----- Input rows

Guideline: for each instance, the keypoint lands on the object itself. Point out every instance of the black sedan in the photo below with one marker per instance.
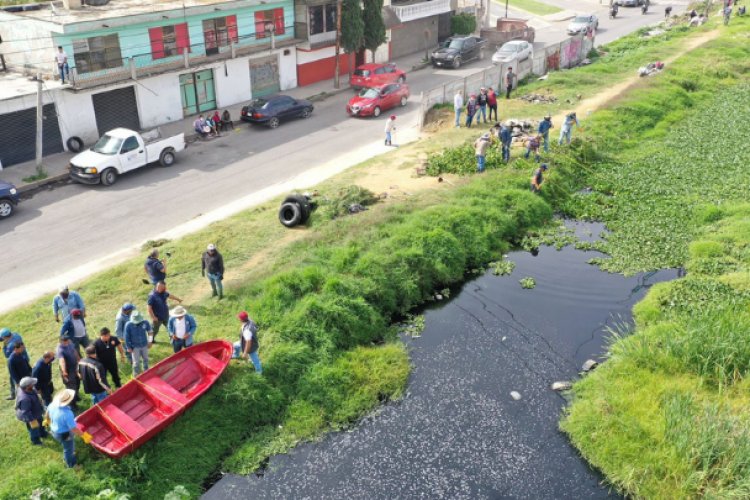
(8, 199)
(271, 111)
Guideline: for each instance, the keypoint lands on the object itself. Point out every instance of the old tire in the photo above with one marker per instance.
(109, 176)
(75, 144)
(290, 214)
(6, 208)
(302, 201)
(167, 157)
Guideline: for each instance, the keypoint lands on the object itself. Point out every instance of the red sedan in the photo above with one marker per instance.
(372, 101)
(370, 75)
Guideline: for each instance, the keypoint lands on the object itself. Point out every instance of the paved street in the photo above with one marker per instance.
(67, 233)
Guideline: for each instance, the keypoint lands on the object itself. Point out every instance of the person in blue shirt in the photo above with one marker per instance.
(181, 328)
(9, 342)
(544, 128)
(65, 301)
(63, 424)
(137, 341)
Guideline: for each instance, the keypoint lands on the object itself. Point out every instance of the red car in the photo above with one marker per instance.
(372, 101)
(370, 75)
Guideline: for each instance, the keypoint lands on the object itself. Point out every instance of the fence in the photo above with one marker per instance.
(553, 57)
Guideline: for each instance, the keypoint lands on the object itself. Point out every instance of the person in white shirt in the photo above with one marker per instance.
(458, 106)
(61, 58)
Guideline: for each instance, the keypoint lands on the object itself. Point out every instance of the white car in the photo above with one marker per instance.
(516, 50)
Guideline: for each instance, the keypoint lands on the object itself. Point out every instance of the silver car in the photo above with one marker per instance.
(510, 51)
(582, 23)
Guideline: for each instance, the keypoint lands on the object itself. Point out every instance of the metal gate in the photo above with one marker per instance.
(18, 135)
(197, 91)
(116, 108)
(264, 76)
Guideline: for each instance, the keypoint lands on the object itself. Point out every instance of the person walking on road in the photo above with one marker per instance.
(158, 309)
(544, 128)
(42, 372)
(247, 347)
(155, 268)
(29, 409)
(471, 109)
(480, 149)
(75, 328)
(492, 102)
(9, 344)
(63, 425)
(68, 358)
(458, 106)
(538, 178)
(181, 328)
(137, 341)
(390, 128)
(66, 301)
(212, 266)
(510, 80)
(566, 131)
(106, 353)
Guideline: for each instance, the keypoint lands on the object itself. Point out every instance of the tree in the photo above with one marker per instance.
(374, 27)
(352, 28)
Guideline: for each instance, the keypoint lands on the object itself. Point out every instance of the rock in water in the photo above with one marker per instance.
(561, 386)
(590, 365)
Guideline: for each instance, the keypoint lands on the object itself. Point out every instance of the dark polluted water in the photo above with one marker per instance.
(458, 433)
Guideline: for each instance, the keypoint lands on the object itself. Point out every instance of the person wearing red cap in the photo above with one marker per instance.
(390, 127)
(247, 347)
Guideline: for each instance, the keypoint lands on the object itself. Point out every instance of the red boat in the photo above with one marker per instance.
(144, 406)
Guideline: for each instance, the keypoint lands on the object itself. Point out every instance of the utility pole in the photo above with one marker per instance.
(336, 79)
(39, 117)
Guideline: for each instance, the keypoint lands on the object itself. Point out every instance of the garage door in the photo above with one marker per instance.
(116, 108)
(18, 135)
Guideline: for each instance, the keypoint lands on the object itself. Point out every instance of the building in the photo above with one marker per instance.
(140, 63)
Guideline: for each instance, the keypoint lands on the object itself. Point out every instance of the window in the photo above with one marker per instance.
(169, 41)
(322, 19)
(263, 17)
(97, 53)
(218, 32)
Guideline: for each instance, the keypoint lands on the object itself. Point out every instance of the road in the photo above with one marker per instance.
(62, 235)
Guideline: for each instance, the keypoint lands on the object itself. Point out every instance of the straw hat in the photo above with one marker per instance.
(65, 397)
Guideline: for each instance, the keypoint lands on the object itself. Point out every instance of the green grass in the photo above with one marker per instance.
(538, 8)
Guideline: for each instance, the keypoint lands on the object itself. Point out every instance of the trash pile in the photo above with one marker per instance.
(538, 98)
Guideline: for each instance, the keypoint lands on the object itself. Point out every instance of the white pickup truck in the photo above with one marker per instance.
(121, 150)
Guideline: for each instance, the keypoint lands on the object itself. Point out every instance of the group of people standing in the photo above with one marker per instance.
(89, 364)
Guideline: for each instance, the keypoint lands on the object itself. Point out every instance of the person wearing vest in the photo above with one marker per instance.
(155, 268)
(181, 328)
(94, 378)
(247, 347)
(29, 409)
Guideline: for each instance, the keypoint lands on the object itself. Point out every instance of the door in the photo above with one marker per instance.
(197, 91)
(18, 135)
(116, 108)
(132, 154)
(264, 76)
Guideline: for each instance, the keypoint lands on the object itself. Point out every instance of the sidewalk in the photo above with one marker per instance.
(56, 166)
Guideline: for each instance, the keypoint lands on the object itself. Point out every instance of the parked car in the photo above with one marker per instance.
(371, 101)
(8, 199)
(121, 150)
(371, 75)
(273, 110)
(516, 50)
(581, 24)
(457, 50)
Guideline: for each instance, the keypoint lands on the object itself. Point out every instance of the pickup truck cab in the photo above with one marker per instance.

----------

- _Task to complete_
Omit every image. Quote each record exactly.

- _Exercise answer_
Guideline: for each instance, the keypoint lands on the object itself. Point out every instance of the black sedan in the photo below with one marker per instance.
(8, 199)
(271, 111)
Guideline: for each instance, the keypoint lands on the object itself. Point out every instance of the old tire in the photo above with one marker per instance.
(109, 176)
(75, 144)
(290, 214)
(6, 208)
(302, 201)
(167, 157)
Guideline: for each instance, the keypoint lands on the object itself. Point out every instance of the red sedan in the photo above with one marker per instance.
(372, 101)
(370, 75)
Guideline: for each instance, the keypoint lands on the object itself. Point out every instance of the paved street in the photo above with one marker per instance.
(67, 233)
Guideline: for each instance, the keypoint lands on the object itself. Point out every instance of the person in blue shirt in the photo above with one marker per instance.
(181, 328)
(9, 342)
(544, 128)
(65, 301)
(63, 424)
(137, 341)
Guideline: for each instance, the keypoint lands on the object itself. Point out every instance of the red car in the photo above with one marker per instance.
(372, 101)
(370, 75)
Guideline: for each instance, the keypoint lands on the object itself. Point out every instance of the fence in the photo above with one marker per instance.
(553, 57)
Guideline: for each instance, the keypoint lands on the object itself. Point out every instance of the person in white shirt in the photo above with one marker per instance.
(458, 106)
(61, 58)
Guideline: for each instance, the keypoint lands on the object itself. Point out every instance of the white car in the photo above with one marker per instance.
(516, 50)
Guideline: for each instance, the keypoint lands on the object itself. Point out every instance of the silver car in the photo above with one marker per instance.
(510, 51)
(582, 23)
Guideline: for each instance, the keypoint lands on the object itself. Point out every instance of the metal gate in the photo above with one marker per instance.
(18, 135)
(197, 91)
(116, 108)
(264, 76)
Guideline: for each instance, the keypoint lands on the object itself. Point out every instance of the person walking on road in the photo above with one marker per instance.
(158, 309)
(544, 128)
(42, 372)
(247, 347)
(155, 268)
(29, 409)
(471, 109)
(480, 149)
(75, 328)
(492, 102)
(9, 344)
(63, 425)
(68, 358)
(458, 106)
(538, 178)
(181, 328)
(137, 341)
(390, 128)
(66, 301)
(212, 266)
(510, 80)
(566, 131)
(106, 353)
Guideline: for each instance, the keypoint lands on the object itself. Point out every instance of the tree in the photo above with one marker per instance.
(374, 27)
(352, 28)
Guideline: for each instance, the keypoint lands on the object itself. Point out every instance of the rock in water in the photo above with one marker per instance.
(561, 386)
(590, 365)
Guideline: for each instance, the keypoint lands on the object itself. Point out every instance of the dark polluted water in the photo above with one marker per instance.
(458, 433)
Guideline: for each instance, the keypoint lands on the object itself. Point out every instance of the person wearing red cap in the photo above with one marker per instance.
(390, 127)
(247, 347)
Guideline: for each instance, the keypoint lands on the object itself. Point out every instance of the red boat in the photo above with one marker per instance.
(144, 406)
Guideline: for each instance, the keypoint lands on the object itself. Point out every instance of the utility pole in the photo above with one marker per instance.
(336, 79)
(39, 117)
Guideline: for each instance, the keypoint lands on the object itself. Point out every instance of the garage door in the photo above with one marker per instance.
(116, 108)
(18, 135)
Guideline: for each instance, the keypoint lands on the object itself. Point out every instance of the building in the photo above with one marker per instance.
(140, 63)
Guideline: for each instance, the keypoint lands on the object itself. Point out every instance of the window in the photo above with one marker per instance.
(169, 41)
(322, 19)
(263, 17)
(97, 53)
(218, 32)
Guideline: for each instance, the keypoint lands on the object itself. Point out every instance of the road in the photo above with one marker per instance.
(62, 235)
Guideline: for each instance, the keypoint lands on the object itself. Point out every instance of the straw hat in the photo above with one marker per instance.
(65, 397)
Guideline: for each instance, the keypoint lands on the object itself. Point out every instance of the green grass in the photo above with one marker per instance.
(538, 8)
Guideline: for each instance, the keypoint lands on the object itself. Point out every instance of the trash pile in the photo above with one marker per instance.
(538, 98)
Guideline: for each instance, the keypoint lands on the object itself. Point out every instance of the white pickup truck in the photo above with one marker per instance.
(121, 150)
Guideline: for each instance, the keypoint lands on the object itself. Point out every instance of the group of people standing in the photo above with one marker per instance.
(89, 364)
Guideline: for each instance, the keypoint lands on the object itself. Point out every instance of the person wearing vest in the photo above with one marker per instance.
(155, 268)
(181, 328)
(94, 378)
(247, 347)
(29, 409)
Guideline: for each instance, the keypoint lands on the object itself. Point out every instance of the door in the photo above with one marker per instance.
(197, 91)
(18, 135)
(116, 108)
(132, 154)
(264, 76)
Guideline: for each instance, the keypoint lands on the object itself. Point out every instance of the sidewalk in the photo above with one marker per instance.
(56, 166)
Guideline: for each instance, the keypoint lands on the object itself. Point out every instance of the parked car in the photo above with one marker per instance.
(371, 101)
(8, 199)
(121, 150)
(371, 75)
(273, 110)
(516, 50)
(581, 24)
(457, 50)
Guideline: for each instance, the keypoint lands on the object itself. Point out every instance of the pickup truck cab in the photo above with one marker per instance.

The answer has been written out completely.